— Set tasks —
**A.** According to the sensing technologies passage, why was using a Freescale CPU based on the ARM architecture a good trade-off? Answer in one to three sentences.
**B.** Check each statement against the sensing technologies passage and answer yes or no, quoting the words that decide it: (i) The camera's average consumption stays under 500 mW at its highest speed. (ii) The image sensor is an expensive, high-end device. (iii) The board and imaging sensor are housed in an IP67 shield.
**C.** Extend the sensing technologies passage, picking up right after its final sentence.

>> Start Provided passage

3. Involved Technologies

Raw sensor data and video streams are processed by two smart peripheral subsystems: the embedded smart cameras and the wireless sensor network, which are in charge to detect the events of interest and to communicate with the central server. In the following paragraphs we briefly describe the technologies involved in these tasks.

3.1. Embedded Smart Camera

The Embedded Smart Camera features an embedded Linux architecture for providing enough computational power and ease of programming. The custom printed-circuit board has been designed in order to have the maximum flexibility of use while maximizing the performance/consumption ratio. A good trade-off has been achieved by using a Freescale CPU based on the ARM architecture, which integrates a Power Management Unit (PMU), in addition to numerous peripheral interfaces, thus minimizing the complexity of the board. The average consumption is less than 500 mW, measured at the highest speed (454 MHz). The image sensor is a low cost device compliant with USB Video Class device (UVC), which offers good image quality also with the very low illumination, as during the night. The board and imaging sensor are housed into an IP66 shield.
Several computer vision algorithms have been envisaged and ad hoc ANSI C implementations are particularly suitable for the embedded camera prototype and have shown to provide good results in traffic flow monitoring [3]. Nevertheless, a porting of OpenCV (http://opencv.org/) libraries has been produced, which makes directly available on the embedded camera a plethora of state of the art computer vision methods for disparate applications.

>> End Provided passage
>> Start Provided data

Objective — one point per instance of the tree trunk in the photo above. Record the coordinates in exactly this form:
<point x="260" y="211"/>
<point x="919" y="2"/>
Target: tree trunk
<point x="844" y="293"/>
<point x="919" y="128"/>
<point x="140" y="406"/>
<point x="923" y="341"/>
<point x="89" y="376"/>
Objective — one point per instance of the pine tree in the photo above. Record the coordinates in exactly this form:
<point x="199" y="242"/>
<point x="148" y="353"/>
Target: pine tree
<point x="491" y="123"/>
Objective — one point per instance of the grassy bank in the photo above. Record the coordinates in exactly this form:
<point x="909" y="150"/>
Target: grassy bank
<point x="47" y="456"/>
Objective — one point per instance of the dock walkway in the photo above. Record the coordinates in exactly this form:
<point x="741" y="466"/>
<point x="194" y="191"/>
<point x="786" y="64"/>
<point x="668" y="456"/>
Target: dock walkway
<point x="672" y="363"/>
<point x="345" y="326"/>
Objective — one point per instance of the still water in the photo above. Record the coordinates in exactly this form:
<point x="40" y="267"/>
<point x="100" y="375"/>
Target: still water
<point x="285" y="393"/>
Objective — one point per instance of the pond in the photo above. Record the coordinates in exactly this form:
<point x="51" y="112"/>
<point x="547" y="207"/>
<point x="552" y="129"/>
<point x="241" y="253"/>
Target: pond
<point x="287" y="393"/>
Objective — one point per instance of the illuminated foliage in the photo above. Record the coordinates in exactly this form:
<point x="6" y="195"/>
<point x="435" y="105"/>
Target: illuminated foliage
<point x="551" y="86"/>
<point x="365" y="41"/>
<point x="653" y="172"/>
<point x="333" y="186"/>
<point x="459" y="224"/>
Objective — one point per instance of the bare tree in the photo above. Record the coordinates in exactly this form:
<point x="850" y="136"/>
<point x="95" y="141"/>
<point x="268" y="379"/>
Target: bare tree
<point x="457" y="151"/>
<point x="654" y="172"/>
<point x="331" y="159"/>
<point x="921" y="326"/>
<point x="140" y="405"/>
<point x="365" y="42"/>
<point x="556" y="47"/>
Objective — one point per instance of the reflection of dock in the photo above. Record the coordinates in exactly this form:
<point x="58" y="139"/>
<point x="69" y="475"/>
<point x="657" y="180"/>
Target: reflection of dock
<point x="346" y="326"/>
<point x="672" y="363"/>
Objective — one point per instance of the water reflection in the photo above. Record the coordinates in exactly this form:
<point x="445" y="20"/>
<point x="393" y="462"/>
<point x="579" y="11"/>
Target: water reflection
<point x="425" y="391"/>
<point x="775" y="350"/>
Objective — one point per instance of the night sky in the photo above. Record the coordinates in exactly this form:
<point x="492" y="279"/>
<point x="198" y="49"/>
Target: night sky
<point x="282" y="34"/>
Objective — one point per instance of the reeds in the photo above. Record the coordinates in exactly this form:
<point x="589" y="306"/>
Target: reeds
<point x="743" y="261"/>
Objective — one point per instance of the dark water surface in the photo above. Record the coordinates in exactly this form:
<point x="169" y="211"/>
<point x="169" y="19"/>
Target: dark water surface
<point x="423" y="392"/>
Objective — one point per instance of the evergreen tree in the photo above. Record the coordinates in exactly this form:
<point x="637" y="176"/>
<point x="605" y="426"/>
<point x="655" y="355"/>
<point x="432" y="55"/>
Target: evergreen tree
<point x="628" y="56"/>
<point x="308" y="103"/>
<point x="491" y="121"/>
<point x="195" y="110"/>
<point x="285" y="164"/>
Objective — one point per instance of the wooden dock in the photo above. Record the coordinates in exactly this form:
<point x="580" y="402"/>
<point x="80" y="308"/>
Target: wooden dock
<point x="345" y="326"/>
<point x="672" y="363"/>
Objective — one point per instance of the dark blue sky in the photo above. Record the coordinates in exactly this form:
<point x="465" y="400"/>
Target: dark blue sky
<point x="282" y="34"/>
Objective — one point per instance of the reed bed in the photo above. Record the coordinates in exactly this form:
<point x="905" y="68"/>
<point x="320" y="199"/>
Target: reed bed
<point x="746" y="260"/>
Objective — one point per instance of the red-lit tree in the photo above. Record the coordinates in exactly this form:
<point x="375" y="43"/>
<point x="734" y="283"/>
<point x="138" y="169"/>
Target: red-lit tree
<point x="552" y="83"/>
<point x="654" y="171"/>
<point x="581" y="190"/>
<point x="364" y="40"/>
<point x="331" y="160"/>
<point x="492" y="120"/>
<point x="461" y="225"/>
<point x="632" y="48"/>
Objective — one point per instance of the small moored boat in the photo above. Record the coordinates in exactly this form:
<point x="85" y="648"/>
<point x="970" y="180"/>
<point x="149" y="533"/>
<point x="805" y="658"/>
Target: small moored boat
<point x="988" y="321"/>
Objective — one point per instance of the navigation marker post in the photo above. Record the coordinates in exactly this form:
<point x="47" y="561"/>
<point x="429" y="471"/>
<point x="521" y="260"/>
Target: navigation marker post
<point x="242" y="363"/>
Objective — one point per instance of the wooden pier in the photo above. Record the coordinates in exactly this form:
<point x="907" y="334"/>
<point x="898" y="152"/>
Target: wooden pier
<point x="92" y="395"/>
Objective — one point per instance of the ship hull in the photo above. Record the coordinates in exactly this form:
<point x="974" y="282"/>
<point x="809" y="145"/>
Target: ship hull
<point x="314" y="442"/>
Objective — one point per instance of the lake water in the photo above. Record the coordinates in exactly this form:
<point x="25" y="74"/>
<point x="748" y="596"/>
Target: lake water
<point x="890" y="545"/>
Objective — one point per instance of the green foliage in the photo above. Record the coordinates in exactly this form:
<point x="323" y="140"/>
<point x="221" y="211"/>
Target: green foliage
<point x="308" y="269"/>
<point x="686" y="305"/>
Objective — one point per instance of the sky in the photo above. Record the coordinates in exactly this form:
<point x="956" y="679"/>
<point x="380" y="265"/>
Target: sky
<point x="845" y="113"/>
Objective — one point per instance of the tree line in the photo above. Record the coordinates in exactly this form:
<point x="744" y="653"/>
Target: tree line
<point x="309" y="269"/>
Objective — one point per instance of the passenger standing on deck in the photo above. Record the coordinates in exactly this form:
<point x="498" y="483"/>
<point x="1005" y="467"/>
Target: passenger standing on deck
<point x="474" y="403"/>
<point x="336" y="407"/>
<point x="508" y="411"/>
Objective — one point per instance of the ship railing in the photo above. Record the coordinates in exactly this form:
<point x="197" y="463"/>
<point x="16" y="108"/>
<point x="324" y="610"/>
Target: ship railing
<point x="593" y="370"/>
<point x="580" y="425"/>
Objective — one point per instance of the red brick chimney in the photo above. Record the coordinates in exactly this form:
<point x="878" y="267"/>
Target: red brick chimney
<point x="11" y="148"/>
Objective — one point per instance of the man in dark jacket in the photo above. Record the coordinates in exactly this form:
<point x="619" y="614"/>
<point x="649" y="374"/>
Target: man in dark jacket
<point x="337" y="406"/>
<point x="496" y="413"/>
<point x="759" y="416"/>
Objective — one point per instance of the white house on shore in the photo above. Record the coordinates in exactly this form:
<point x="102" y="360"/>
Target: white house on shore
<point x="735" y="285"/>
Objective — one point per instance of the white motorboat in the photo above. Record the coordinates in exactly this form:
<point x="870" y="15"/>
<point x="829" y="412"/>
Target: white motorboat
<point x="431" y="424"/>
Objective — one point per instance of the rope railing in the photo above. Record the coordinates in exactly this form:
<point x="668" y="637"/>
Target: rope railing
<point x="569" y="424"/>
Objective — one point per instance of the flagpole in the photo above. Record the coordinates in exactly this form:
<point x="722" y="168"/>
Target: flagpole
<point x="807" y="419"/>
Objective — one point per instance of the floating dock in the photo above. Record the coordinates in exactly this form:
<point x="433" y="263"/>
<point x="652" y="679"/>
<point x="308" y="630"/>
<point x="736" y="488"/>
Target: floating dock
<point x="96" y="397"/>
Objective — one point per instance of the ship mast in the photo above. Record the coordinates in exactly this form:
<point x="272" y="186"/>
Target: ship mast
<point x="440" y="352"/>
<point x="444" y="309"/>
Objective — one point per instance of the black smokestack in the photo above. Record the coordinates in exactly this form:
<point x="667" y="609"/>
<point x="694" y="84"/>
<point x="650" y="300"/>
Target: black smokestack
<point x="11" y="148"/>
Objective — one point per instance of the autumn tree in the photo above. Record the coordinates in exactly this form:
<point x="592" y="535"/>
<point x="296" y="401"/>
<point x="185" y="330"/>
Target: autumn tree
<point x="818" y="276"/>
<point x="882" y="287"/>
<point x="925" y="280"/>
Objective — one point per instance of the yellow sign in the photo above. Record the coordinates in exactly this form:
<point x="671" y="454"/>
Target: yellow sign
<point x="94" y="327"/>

>> End Provided data

— Task results —
**A.** The Freescale ARM-based CPU integrates a Power Management Unit along with numerous peripheral interfaces. That integration minimizes the complexity of the board.

**B.**
(i) Yes: "The average consumption is less than 500 mW, measured at the highest speed (454 MHz)."
(ii) No: "The image sensor is a low cost device compliant with USB Video Class device (UVC)."
(iii) No: "The board and imaging sensor are housed into an IP66 shield."

**C.**
3.2. Wireless Sensor Network

We developed a long-term monitoring system, composed by: (i) a distributed ZigBee WSN, (ii) a middleware communication platform, and (iii) an occupancy detection algorithm able to infer the occupancy status of the monitored room. Each sensor node of the WSN can aggregate multiple transducers, such as humidity, temperature, current, voltage, Passive Infrared (PIR), and noise detector [4,5]. Each node of the WSN is connected to a ZigBee Sink, which provides IoT connectivity through the IPv6 addressing. The ZigBee choice is driven by several technology characteristics, such as ultra low power consumption, use of unlicensed radio bands, cheap and easy installation, flexible and extendable networks, integrated intelligence for network set-up and message routing. In order to measure the energy consumption in a room, we evaluate the values of current and voltage waveforms at the same time instant; for this scope, driven by the need to operate within existing buildings without the possibility of changing the existing electrical appliances, we used a current and voltage transformer. We also installed a PIR and a noise detector into a single node. All these measured values help in deciding whether or not someone is in the office, in order to apply appropriate decisions on the energy saving in that specific room or on surveillance policies. As an example, in an office where nobody is present, lights and any other electric gear, a part from the computer, are automatically switched off, if on. Sensor data collected by the deployed WSN are stored in a NoSQL document-oriented local database, such as MongoDb. In order to provide both a real-time view of the sensor data and a configuration interface, we implemented a web interface, named WebOffice, that runs on JBoss 7.1; it implements the JavaEE specification, is free and open-source (Figure 2).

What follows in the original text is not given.